# GIVEN DATA
┌────────

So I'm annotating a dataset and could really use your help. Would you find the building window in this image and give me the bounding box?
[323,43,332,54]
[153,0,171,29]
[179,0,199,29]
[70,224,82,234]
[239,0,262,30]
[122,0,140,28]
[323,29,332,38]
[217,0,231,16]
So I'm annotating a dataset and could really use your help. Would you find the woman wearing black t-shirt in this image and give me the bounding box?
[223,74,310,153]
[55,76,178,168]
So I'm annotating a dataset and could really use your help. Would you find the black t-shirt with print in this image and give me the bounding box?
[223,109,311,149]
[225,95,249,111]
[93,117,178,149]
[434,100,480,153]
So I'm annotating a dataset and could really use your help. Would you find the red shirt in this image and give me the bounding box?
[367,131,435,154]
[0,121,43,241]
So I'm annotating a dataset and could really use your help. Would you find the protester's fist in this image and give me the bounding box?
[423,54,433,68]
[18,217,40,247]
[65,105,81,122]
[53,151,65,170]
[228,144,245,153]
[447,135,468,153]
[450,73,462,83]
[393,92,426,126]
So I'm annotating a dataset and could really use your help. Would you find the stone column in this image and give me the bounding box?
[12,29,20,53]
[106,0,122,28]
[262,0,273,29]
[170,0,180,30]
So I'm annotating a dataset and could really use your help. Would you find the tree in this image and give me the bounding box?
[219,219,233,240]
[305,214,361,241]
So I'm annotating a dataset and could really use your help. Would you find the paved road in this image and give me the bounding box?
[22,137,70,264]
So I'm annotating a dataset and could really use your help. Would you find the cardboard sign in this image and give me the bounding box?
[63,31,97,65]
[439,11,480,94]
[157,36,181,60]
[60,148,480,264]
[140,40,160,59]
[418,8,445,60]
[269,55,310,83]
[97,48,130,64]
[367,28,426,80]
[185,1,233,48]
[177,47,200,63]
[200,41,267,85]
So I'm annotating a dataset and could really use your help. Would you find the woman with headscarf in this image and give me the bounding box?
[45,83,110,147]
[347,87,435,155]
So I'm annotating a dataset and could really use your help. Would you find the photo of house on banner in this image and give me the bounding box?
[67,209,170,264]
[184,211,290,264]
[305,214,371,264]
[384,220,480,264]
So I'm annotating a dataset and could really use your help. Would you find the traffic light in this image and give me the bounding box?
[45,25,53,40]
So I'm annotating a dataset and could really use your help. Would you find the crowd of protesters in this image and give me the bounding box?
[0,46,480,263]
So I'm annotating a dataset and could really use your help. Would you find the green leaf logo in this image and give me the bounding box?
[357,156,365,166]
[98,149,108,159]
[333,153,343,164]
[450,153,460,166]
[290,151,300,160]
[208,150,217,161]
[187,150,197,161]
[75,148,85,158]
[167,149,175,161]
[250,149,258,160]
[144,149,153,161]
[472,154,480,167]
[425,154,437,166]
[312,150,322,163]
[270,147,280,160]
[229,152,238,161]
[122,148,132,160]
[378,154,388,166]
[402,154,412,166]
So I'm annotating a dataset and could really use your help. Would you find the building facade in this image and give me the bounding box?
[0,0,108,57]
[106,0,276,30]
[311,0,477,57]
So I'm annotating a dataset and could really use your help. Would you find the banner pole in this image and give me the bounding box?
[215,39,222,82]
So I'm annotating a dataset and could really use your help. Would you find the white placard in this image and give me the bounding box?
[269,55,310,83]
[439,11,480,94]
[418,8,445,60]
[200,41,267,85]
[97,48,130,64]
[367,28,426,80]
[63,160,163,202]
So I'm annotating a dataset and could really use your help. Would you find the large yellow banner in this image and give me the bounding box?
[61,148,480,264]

└────────

# TASK TO COMPLETE
Arrange every line of the records above as a Markdown table with the columns Entry and Text, numbering each row in Entry and omitting blank lines.

# RESPONSE
| Entry | Text |
|---|---|
| 1 | So I'm annotating a dataset and could really use your help. Would you find the building window in this image and give me the bounding box? |
| 2 | [323,43,332,54] |
| 3 | [153,0,171,29] |
| 4 | [179,0,199,29] |
| 5 | [70,224,82,234] |
| 6 | [239,0,262,30] |
| 7 | [122,0,140,28] |
| 8 | [323,29,332,38] |
| 9 | [217,0,231,16] |
| 10 | So I'm annotating a dataset and could really use your help. Would you find the woman wearing black t-shirt in this image and give me the bounding box? |
| 11 | [223,74,310,153] |
| 12 | [55,76,178,168] |
| 13 | So I'm annotating a dataset and could really use your help. Would you find the black t-shirt with print in this image and give me the bounding box? |
| 14 | [223,109,311,149] |
| 15 | [225,95,249,111] |
| 16 | [93,117,178,149] |
| 17 | [434,100,480,153] |
| 18 | So I'm annotating a dataset and could really use your help. Would you find the red shirt in this image and give me the bounding box? |
| 19 | [367,131,435,154] |
| 20 | [0,121,43,241] |
| 21 | So I'm annotating a dataset and could really use your help. Would you find the protester's fist in this image and give me the bounding box? |
| 22 | [423,54,433,68] |
| 23 | [18,217,40,247] |
| 24 | [65,105,81,122] |
| 25 | [53,151,65,170] |
| 26 | [228,144,245,153] |
| 27 | [447,135,468,153] |
| 28 | [450,73,462,83] |
| 29 | [393,92,426,126] |
| 30 | So I'm annotating a dataset and could really use your help. Would you find the stone column in this image and give me the bounding box? |
| 31 | [12,29,20,53] |
| 32 | [106,0,122,28] |
| 33 | [262,0,273,29] |
| 34 | [170,0,180,30] |
| 35 | So I'm annotating a dataset and could really use your help. Would you find the tree in this image and give me the bounding box? |
| 36 | [219,219,233,240] |
| 37 | [305,214,361,241] |
| 38 | So I'm annotating a dataset and could really use your help. Would you find the paved road in this image and give me the bounding box? |
| 39 | [22,137,70,264] |
| 40 | So I'm annotating a dataset and could really use your help. Would you find the cardboard sign in this image and give me the bounding box? |
| 41 | [63,31,97,65] |
| 42 | [439,11,480,94] |
| 43 | [157,36,181,60] |
| 44 | [60,148,480,264] |
| 45 | [140,40,160,59] |
| 46 | [418,8,445,60] |
| 47 | [269,55,310,83] |
| 48 | [97,48,130,64] |
| 49 | [367,28,426,80] |
| 50 | [185,1,233,48] |
| 51 | [177,47,200,63] |
| 52 | [200,41,267,85] |
| 53 | So I'm annotating a dataset and could really use your help. Would you find the woman with headscarf in this image and give me the bounding box? |
| 54 | [45,83,110,147] |
| 55 | [347,87,435,155] |
| 56 | So I'm annotating a dataset and could really use your help. Would you find the photo of house on banner in this image and give me the bounding box? |
| 57 | [67,209,170,264] |
| 58 | [184,211,290,264] |
| 59 | [305,214,371,264] |
| 60 | [384,220,480,264] |
| 61 | So I'm annotating a dataset and could really use your help. Would you find the traffic light in this image and give me the bounding box? |
| 62 | [45,25,53,40] |
| 63 | So I'm annotating a dataset and could really use your help. Would you find the crowd of protesters in this image and give me the bounding box? |
| 64 | [0,46,480,263] |
| 65 | So I'm annotating a dataset and could really use your help. Would you find the green leaf logo in this image and give me the bounding box? |
| 66 | [357,156,365,166] |
| 67 | [98,149,108,159] |
| 68 | [333,153,343,164] |
| 69 | [450,153,460,166] |
| 70 | [290,151,300,160] |
| 71 | [208,150,217,161] |
| 72 | [187,150,197,161] |
| 73 | [75,148,85,158] |
| 74 | [167,149,175,161] |
| 75 | [250,149,258,160] |
| 76 | [144,149,153,161] |
| 77 | [472,154,480,167] |
| 78 | [425,154,437,166] |
| 79 | [312,150,322,163] |
| 80 | [270,147,280,160] |
| 81 | [229,152,238,161] |
| 82 | [122,148,132,160] |
| 83 | [378,154,388,166] |
| 84 | [402,154,412,166] |
| 85 | So I'm annotating a dataset and could really use your help. Would you find the building facade in this image and give me the bounding box? |
| 86 | [0,0,108,57] |
| 87 | [106,0,276,30] |
| 88 | [311,0,477,57] |
| 89 | So I'm annotating a dataset and could really use your help. Would you find the banner pole in this image and give me the bounding box? |
| 90 | [215,39,222,82] |
| 91 | So I'm annotating a dataset and could really use your help. Would you find the white placard in this image and give me the bounding box? |
| 92 | [269,55,310,83] |
| 93 | [439,11,480,94] |
| 94 | [418,8,445,60] |
| 95 | [200,41,267,85] |
| 96 | [97,48,130,64] |
| 97 | [367,28,426,80] |
| 98 | [63,160,163,202] |
| 99 | So I'm annotating a dataset and could really use your help. Would you find the large yellow banner in this image and give me the bounding box? |
| 100 | [61,148,480,264] |